*Brano fornito:*
·····
L’ottima impressione che i Lariani mi hanno fatto a Meda, mi convince a superare il confine lombardo per seguire lo spareggio contro il Piacenza, per una delle partite a gara secca utile a definire la griglia definitiva dei play-off di Lega Pro.

La collocazione oraria alle ore 18.00 è perfetta per ampliare gli orizzonti ed improvvisare con la famiglia un piccolo tour nella provincia emiliana, tra borghi, castelli ed ottimi affettati. Tutto perfetto, o quasi, perché dimentico il cellulare sul tetto dell’auto e dopo qualche chilometro dallo specchietto retrovisore lo vedo decollare e subito disintegrarsi sull’asfalto della Tangenziale Est. Inutile piangere sul latte versato, mi dico, tiremm innanz e prendiamola come viene.

Poche settimane prima le due squadre si affrontavano in riva al Lario e nel prepartita si sono verificate schermaglie tra gruppi ristretti delle opposte fazioni, arrivate a contatto in numero impari e, paradossalmente, più favorevole agli ospiti. Inutile quindi dire che, oltre all’importanza sportiva, c’è attesa e desiderio di un secondo round, ma la cosa non passa inosservata, tanto più nell’era dei social media, e gli zelanti tutori dell’ordine riusciranno ad adottare le contromisure necessarie ad evitare il ripetersi di certi incontri ravvicinati. Arrivare al “Garilli” con un’ora abbondante di anticipo rispetto al fischio d’inizio si rivela quindi sostanzialmente inutile: le divise blu non sono nemmeno presenti in numero massiccio, ma non sfugge la presenza della Digos di entrambe le Questure a monitorare le adiacenze dello stadio, posizionate nei luoghi nevralgici.
·····
*Materiale fornito:*
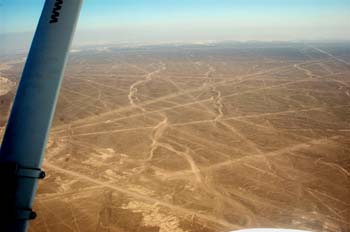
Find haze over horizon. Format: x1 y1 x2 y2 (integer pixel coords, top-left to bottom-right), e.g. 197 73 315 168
0 0 350 50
·····
*Da svolgere:*
- a) Riporti fedelmente il tratto del brano sulla trasferta a Piacenza che va da "La collocazione oraria" fino a "prendiamola come viene.".
- b) Prosegua il brano sulla trasferta a Piacenza a partire dall'ultima frase riportata.
L'elenco non ha alcun ruolo in questo lavoro.

*Soluzioni degli esercizi:*
- a)
La collocazione oraria alle ore 18.00 è perfetta per ampliare gli orizzonti ed improvvisare con la famiglia un piccolo tour nella provincia emiliana, tra borghi, castelli ed ottimi affettati. Tutto perfetto, o quasi, perché dimentico il cellulare sul tetto dell’auto e dopo qualche chilometro dallo specchietto retrovisore lo vedo decollare e subito disintegrarsi sull’asfalto della Tangenziale Est. Inutile piangere sul latte versato, mi dico, tiremm innanz e prendiamola come viene.

- b)
I sostenitori piacentini si attardano a propria volta intorno a qualche chiosco perché, giustamente, la prima regola di un ultras è quella di presidiare, senza se e senza ma, il proprio territorio, pronto a difenderlo se l’avversario di turno tentasse di profanarlo. Effettuando un paio di ricognizioni trovo conferma dell’idea che mi ero fatto al Sinigaglia: spicca tra le fila biancorosse un manipolo all’apparenza piuttosto scomodo, il classico zoccolo duro composto da ultras di lungo corso che non dovrebbe mai mancare a nessuna tifoseria. Non si può fare a meno di notare, però, come il numero di nuove leve sia piuttosto esiguo e questo non è indice di buona salute per una realtà ultras, se si ragiona anche pensando al domani.

Quando manca una quindicina di minuti al via, comunque, rompo gli indugi ed entro nell’impianto piacentino, indeciso se accedere a bordocampo oppure, visto l’avvicinarsi di nuvoloni minacciosi, fermarmi in tribuna centrale. Gioco la carta più rischiosa e si rivelerà la scelta giusta perché, nel volgere di pochi minuti, il meteo migliora sensibilmente.

La tribuna opposta a quella centrale presenta un buon colpo d’occhio e, come è noto, ospita anche gli ultras locali, con il risultato che il loro feudo storico, la Nord, è però nuda e deserta.

Sostanzialmente vuota resta anche la curva ospite fino al momento in cui le squadre fanno ingresso in campo. Proprio la mancanza del telefono non mi consente né mi consentirà di appurarne le ragioni, ma viene spontaneo pensare che si sia trattato di una decisione imposta dalle FdO, vuoi per fare arrivare i Comaschi con gli avversari già sui propri gradoni oppure – e la cosa non ci sorprenderebbe – come forma di punizione per avere anche solo voluto pensare di movimentare la domenica.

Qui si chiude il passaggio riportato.